> [What you should do] Transcribe all the entries word for word, omitting any pictures they contain.
________________________________________
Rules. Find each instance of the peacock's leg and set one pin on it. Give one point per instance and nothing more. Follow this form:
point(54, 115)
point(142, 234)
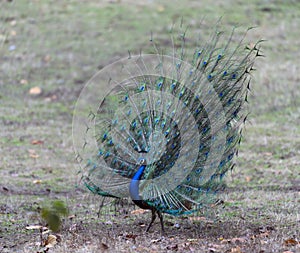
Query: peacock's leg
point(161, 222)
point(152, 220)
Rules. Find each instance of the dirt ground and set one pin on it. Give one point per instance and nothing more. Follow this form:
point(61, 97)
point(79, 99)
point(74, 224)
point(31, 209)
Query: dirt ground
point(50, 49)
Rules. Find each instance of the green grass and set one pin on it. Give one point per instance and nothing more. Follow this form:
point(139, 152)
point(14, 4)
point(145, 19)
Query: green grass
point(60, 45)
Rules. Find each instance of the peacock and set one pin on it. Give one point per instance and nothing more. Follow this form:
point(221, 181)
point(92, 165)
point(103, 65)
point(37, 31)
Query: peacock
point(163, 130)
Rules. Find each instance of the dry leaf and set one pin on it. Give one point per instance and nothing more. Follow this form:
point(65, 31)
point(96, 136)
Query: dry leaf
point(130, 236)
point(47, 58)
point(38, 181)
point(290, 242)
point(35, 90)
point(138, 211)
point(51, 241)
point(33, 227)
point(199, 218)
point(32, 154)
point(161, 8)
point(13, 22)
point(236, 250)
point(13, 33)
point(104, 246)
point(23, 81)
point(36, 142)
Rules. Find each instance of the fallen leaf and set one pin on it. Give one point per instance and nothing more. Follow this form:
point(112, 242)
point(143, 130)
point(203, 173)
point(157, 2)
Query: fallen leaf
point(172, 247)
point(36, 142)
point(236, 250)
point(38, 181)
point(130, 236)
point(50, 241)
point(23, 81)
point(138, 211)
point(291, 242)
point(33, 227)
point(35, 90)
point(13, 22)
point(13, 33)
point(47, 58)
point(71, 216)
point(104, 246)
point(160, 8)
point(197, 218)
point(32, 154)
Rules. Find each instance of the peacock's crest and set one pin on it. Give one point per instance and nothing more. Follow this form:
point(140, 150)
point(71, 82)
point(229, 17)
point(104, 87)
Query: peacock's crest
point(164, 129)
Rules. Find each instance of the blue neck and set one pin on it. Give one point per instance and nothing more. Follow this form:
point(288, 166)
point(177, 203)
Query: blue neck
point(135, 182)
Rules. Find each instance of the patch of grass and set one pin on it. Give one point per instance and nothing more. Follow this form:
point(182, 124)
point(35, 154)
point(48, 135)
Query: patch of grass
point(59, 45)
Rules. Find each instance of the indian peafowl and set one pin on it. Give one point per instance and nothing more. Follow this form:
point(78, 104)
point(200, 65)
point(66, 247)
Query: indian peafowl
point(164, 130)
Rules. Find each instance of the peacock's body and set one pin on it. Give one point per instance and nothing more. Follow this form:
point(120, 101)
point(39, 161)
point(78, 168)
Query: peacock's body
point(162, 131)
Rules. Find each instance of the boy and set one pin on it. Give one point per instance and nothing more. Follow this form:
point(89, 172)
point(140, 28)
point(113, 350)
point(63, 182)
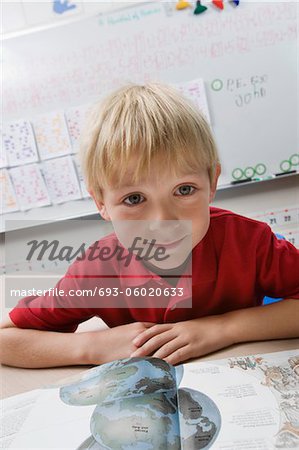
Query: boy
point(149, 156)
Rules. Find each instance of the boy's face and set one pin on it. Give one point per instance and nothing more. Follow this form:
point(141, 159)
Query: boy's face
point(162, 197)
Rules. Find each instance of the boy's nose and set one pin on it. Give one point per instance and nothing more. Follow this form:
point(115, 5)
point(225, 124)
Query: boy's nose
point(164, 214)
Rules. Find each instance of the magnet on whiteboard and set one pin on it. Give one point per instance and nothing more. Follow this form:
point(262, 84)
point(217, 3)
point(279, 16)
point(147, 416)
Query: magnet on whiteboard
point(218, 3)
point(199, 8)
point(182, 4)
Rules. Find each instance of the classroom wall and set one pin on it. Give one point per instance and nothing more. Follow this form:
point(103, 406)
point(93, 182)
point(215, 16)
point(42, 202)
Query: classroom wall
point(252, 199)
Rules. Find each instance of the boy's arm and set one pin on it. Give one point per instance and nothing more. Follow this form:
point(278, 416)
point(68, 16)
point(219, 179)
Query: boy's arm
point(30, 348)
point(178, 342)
________________________________________
> [Task answer]
Rules. Find each instance of the peacock's leg and set one pin on it. Give one point per instance and nothing more. Follow this form:
point(54, 115)
point(142, 234)
Query: peacock's leg
point(161, 222)
point(152, 220)
Rules. Find each instance of the dirt ground and set one pin on it. Give one point per instance and nothing more. Follow this form:
point(61, 97)
point(79, 99)
point(74, 224)
point(31, 209)
Query: dirt ground
point(50, 49)
Rules. Find each instance of the green grass and set one pin on it. Give one point per instance and nothing more. Follow this form:
point(139, 152)
point(14, 4)
point(145, 19)
Query: green grass
point(60, 45)
Rules. Find each instance of the peacock and set one pin on it. Give one point per instance and nothing more. Follow this form:
point(221, 181)
point(92, 165)
point(103, 65)
point(37, 31)
Query: peacock
point(163, 130)
Rules. Find each instance of the dry leaf and set one pin on it. Give one point per instance and nothing more. Follow this form:
point(65, 31)
point(96, 136)
Query: dry leaf
point(130, 236)
point(47, 58)
point(38, 181)
point(290, 242)
point(35, 90)
point(138, 211)
point(51, 241)
point(33, 227)
point(199, 218)
point(32, 154)
point(161, 8)
point(13, 22)
point(236, 250)
point(13, 33)
point(104, 246)
point(23, 81)
point(36, 142)
Rules. Find each instance of the fallen leaf and set one pin on it. Give one point per instance and nothing more. Follow this form:
point(112, 242)
point(143, 130)
point(203, 173)
point(157, 2)
Query: fallen leaf
point(172, 247)
point(36, 142)
point(236, 250)
point(38, 181)
point(130, 236)
point(50, 241)
point(23, 81)
point(138, 211)
point(291, 242)
point(33, 227)
point(35, 90)
point(13, 22)
point(13, 33)
point(47, 58)
point(71, 216)
point(104, 246)
point(160, 8)
point(197, 218)
point(32, 154)
Rules. Find each instance of the peacock's crest and set one pin on it. Give one point per instance and nothing more. Follow this form:
point(140, 150)
point(71, 82)
point(229, 17)
point(104, 87)
Query: peacock's crest
point(164, 129)
Rules. Find each instance of the blue neck and set one pin on it. Give one point per instance and nothing more. Follow this form:
point(288, 166)
point(177, 203)
Query: blue neck
point(135, 182)
Rules. Find each instance of the patch of grass and set one pin on it. Give one point per instance and nothing more. Follow this form:
point(182, 124)
point(35, 154)
point(48, 135)
Query: patch of grass
point(59, 45)
Rules. Find each instance of the indian peafowl and set one pin on it. Give one point per instance and nothing more. Follow this form:
point(78, 104)
point(200, 65)
point(66, 247)
Query: indian peafowl
point(164, 130)
Rules. Find each instance of the peacock's body and set one pin on it. Give one point per instance and nothing more. Follow this form:
point(120, 101)
point(39, 161)
point(78, 168)
Query: peacock's body
point(162, 131)
Rules. Find each instance of the boy and set one pin on it. Give one point per instance and nothing more. Follow this form:
point(89, 172)
point(140, 28)
point(113, 350)
point(63, 182)
Query: boy
point(149, 156)
Rules. Find each instance of the boy's face and set one pin on it. Give one point per instance and nothing more. Follow this form:
point(141, 159)
Query: boy's face
point(162, 197)
Rules. Find each instance of the boy's nose and set one pin on it. Give one point per instance and nothing more. Follow this form:
point(115, 5)
point(225, 124)
Query: boy's nose
point(164, 214)
Rules. Find each instance of the magnet on whiteboard and set one pin on it. Give one point per instance and nothing more. Follow this form:
point(262, 84)
point(217, 3)
point(279, 16)
point(147, 416)
Query: magnet on whiteboard
point(218, 3)
point(199, 8)
point(182, 4)
Rules. Find each instance of the classroom wall and set one pin on it. Give one point per instance and nothing more. Follow this form:
point(103, 406)
point(93, 182)
point(215, 16)
point(42, 202)
Query: classroom wall
point(252, 199)
Rules. Find each instance of the boy's arm and set one pin on it. Give one point per instance and nothing more. Follow this form:
point(278, 416)
point(68, 16)
point(219, 179)
Query: boy's arm
point(30, 348)
point(178, 342)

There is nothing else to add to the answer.